===== Task input =====

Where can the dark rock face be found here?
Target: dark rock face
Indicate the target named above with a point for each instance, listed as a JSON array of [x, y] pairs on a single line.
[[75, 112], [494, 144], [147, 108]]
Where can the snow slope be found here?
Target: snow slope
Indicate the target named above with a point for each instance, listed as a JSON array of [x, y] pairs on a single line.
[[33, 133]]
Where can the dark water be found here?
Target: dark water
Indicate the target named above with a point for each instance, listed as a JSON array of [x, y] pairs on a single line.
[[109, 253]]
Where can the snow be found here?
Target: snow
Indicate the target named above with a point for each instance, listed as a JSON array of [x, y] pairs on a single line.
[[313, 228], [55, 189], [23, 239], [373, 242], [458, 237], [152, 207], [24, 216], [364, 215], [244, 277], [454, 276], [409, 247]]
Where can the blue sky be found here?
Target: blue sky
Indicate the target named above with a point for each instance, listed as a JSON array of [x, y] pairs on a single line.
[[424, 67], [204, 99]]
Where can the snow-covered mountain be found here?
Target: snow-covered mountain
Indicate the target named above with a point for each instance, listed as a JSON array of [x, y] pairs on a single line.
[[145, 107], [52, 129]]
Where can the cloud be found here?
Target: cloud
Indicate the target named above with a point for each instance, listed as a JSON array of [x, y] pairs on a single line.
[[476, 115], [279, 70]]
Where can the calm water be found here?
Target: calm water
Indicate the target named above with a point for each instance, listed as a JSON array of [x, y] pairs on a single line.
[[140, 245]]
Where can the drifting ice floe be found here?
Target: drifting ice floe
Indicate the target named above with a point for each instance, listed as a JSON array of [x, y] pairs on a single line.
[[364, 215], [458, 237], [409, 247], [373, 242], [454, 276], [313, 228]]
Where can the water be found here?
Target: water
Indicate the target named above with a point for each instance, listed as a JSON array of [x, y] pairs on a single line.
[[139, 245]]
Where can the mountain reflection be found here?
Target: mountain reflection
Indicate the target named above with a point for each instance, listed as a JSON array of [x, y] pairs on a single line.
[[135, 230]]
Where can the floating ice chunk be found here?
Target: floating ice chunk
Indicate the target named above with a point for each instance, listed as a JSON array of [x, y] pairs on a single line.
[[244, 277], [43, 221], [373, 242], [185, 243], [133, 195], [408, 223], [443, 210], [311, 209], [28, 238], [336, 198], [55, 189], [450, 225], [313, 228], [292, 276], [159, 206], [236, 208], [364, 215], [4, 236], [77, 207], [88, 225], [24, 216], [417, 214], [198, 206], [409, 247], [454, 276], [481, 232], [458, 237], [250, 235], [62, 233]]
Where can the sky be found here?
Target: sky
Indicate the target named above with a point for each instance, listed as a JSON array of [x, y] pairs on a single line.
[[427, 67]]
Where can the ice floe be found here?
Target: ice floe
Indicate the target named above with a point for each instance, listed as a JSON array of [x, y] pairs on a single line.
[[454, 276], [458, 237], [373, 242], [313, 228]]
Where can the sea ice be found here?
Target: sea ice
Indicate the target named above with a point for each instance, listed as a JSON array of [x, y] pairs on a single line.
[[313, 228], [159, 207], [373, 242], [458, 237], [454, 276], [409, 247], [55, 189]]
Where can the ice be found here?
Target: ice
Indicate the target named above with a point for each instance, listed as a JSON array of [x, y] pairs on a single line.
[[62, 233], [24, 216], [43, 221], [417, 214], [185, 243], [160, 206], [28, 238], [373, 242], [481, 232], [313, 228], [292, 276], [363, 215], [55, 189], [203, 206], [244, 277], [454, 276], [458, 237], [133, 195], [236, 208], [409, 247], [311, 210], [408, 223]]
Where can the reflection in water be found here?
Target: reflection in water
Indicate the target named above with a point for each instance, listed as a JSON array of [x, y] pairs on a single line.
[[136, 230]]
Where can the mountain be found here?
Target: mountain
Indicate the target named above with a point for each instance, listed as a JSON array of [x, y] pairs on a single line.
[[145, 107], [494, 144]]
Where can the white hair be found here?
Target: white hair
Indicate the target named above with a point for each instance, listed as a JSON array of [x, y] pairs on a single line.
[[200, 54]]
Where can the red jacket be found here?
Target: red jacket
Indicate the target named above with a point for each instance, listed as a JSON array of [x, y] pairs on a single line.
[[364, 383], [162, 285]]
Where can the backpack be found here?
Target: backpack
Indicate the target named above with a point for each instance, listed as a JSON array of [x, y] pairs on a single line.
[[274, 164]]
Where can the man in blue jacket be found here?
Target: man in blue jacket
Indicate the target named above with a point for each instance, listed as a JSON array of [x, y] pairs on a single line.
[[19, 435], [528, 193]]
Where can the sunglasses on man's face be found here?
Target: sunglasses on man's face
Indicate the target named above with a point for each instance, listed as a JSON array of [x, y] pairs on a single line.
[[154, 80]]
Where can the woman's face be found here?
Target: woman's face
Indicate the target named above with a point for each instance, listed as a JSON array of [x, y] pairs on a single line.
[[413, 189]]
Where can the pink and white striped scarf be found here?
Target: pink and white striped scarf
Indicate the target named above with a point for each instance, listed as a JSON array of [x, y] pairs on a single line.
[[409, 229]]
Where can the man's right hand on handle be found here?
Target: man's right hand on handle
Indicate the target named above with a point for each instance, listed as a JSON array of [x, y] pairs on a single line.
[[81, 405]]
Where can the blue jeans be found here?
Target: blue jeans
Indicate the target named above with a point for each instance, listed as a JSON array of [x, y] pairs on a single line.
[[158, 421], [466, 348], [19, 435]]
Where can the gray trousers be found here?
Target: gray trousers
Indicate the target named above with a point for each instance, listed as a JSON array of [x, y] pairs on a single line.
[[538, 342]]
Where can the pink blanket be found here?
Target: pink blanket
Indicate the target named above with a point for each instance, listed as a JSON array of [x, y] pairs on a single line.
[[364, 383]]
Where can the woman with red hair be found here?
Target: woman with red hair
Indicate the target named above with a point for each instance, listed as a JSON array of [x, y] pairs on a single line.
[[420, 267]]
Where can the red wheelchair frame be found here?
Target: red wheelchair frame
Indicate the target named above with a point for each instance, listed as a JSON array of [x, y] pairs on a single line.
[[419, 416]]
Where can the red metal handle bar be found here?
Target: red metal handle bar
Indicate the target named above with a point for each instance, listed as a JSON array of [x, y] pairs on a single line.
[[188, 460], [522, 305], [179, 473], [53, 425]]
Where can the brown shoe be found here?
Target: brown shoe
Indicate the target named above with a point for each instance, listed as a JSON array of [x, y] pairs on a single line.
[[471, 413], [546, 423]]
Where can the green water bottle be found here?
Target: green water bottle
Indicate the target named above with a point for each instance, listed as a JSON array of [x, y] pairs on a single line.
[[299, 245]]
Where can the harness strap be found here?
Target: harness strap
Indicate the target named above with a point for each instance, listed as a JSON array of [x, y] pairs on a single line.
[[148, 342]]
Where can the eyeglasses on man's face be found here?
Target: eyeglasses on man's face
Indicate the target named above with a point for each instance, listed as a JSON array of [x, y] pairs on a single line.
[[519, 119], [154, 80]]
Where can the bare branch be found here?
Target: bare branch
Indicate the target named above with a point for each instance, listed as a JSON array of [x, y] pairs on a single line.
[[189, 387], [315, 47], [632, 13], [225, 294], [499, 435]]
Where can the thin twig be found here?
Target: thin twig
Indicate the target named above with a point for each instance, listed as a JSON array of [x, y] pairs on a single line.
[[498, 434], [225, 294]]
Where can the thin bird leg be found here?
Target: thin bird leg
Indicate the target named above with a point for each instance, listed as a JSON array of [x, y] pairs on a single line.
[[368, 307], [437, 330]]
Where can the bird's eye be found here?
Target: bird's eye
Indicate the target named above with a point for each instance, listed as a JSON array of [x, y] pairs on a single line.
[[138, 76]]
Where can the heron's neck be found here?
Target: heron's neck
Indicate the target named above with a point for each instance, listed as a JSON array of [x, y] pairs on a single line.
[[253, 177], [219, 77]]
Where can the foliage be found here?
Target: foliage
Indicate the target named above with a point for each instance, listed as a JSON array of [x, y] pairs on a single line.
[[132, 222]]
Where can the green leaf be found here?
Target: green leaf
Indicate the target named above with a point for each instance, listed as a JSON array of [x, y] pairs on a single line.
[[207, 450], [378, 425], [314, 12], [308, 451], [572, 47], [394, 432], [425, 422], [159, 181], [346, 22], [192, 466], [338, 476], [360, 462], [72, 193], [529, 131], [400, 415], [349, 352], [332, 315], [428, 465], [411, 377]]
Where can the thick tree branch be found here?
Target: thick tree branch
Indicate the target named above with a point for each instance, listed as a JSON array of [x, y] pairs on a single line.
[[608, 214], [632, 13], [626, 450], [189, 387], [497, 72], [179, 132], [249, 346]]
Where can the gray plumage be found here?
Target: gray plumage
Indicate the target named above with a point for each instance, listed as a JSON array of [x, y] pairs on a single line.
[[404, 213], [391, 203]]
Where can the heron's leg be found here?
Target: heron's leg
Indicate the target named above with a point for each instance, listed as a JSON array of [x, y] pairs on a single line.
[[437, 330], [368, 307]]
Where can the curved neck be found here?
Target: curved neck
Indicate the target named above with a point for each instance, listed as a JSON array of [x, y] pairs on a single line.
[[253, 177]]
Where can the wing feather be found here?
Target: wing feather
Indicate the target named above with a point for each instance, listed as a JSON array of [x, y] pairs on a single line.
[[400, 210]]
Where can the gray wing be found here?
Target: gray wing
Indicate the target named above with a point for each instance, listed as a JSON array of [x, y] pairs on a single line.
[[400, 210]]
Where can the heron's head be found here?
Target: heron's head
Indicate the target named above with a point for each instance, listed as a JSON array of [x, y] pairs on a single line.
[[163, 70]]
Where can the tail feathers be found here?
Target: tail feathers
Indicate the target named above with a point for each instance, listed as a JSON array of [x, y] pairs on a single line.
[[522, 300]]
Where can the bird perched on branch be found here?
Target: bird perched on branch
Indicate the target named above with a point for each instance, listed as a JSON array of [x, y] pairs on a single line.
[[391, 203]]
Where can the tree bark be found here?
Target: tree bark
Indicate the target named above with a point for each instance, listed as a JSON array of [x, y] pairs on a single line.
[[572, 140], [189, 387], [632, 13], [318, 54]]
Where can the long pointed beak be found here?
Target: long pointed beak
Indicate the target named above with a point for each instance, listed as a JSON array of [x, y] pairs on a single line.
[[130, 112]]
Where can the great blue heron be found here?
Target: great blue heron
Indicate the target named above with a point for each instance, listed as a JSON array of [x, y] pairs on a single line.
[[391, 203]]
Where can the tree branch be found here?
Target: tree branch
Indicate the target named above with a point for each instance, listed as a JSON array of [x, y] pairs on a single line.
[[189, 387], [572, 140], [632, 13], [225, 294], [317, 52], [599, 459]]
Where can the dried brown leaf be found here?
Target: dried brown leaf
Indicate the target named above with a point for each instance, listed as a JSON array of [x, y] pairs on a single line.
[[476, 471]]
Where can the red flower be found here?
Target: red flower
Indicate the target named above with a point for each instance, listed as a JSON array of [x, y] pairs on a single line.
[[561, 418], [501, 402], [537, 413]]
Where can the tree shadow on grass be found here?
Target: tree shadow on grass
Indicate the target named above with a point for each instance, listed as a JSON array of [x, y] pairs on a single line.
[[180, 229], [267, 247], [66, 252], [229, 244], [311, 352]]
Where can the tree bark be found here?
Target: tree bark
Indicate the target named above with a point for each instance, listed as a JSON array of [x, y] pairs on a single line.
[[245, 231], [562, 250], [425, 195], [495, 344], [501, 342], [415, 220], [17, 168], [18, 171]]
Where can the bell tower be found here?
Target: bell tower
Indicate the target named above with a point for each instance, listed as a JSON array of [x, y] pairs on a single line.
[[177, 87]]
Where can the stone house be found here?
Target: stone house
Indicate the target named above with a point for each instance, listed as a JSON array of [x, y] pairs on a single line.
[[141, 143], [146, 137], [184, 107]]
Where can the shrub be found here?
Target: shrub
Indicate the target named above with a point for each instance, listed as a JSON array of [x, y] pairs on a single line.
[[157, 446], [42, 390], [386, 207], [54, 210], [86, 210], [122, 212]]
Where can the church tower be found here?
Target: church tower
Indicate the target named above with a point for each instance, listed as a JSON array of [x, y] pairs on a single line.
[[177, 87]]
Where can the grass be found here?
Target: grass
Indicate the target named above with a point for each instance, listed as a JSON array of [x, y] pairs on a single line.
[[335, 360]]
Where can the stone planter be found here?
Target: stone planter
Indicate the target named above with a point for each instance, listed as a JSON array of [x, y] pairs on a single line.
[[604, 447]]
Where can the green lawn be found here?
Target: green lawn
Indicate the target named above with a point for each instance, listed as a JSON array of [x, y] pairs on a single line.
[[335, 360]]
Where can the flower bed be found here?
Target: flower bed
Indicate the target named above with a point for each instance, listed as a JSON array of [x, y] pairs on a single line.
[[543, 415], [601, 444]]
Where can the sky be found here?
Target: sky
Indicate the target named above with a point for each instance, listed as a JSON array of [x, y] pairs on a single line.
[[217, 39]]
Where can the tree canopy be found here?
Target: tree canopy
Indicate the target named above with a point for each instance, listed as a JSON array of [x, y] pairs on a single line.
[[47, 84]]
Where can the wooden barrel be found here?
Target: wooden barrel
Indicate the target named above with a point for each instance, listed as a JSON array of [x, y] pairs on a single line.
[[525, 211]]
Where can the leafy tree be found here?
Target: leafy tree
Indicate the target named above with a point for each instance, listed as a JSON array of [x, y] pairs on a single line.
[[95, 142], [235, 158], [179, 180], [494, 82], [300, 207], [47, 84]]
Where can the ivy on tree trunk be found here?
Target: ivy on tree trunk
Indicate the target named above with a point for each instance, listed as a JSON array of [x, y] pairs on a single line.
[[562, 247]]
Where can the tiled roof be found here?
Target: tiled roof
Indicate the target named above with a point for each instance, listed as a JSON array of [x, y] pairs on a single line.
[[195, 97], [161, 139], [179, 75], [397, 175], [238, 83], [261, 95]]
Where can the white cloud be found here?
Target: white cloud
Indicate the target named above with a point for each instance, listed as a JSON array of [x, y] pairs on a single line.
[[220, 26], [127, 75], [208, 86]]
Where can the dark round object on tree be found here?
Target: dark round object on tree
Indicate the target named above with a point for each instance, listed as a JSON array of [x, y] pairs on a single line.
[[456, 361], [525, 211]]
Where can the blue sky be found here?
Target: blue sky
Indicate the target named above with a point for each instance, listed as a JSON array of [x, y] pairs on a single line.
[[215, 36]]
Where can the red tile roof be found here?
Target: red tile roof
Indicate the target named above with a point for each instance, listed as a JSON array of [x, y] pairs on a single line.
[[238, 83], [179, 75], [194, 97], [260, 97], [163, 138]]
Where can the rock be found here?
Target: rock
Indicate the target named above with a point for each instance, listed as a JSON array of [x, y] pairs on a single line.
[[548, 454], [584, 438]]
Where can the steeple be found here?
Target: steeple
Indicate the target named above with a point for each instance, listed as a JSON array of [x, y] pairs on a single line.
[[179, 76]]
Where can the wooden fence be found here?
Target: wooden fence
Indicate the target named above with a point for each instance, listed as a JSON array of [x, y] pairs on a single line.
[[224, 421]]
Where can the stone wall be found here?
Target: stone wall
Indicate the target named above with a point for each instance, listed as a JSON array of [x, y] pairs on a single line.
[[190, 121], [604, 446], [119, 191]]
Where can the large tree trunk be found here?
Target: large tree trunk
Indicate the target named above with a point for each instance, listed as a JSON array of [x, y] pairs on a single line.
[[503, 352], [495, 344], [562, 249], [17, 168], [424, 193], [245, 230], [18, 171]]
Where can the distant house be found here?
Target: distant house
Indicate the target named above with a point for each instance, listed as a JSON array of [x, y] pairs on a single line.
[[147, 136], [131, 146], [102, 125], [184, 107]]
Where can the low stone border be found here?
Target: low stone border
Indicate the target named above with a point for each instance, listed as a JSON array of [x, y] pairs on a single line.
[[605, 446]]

=====

## Exercise
Reproduce, word for word, the lines of the entries that begin with the one containing "Where can the white cloud be found here?" and continue through the one containing "[[238, 83], [179, 75], [194, 97], [260, 97], [163, 138]]", with both of those lines included.

## Solution to this problem
Where can the white cloud be found here?
Target: white cloud
Indicate the target named above with a point for each instance, listed as a JSON array of [x, y] pairs on a single line.
[[220, 26], [127, 75], [208, 86]]
Where can the dark round object on tree be found here?
Target: dark round object on tree
Indicate the target named above with a point for each instance, listed as a JSON array of [x, y] pairs on a single line.
[[456, 361], [525, 211]]
Where can the blue sky be found here?
Target: blue sky
Indicate the target named above with a point for each instance, listed as a JSON array of [x, y] pairs on a single line.
[[215, 36]]
Where can the red tile roof be found here?
Target: red tile roof
Indicate the target named above with a point for each instance, listed as a JSON array of [x, y] pairs on a single line.
[[238, 83], [179, 75], [194, 97], [260, 97], [163, 138]]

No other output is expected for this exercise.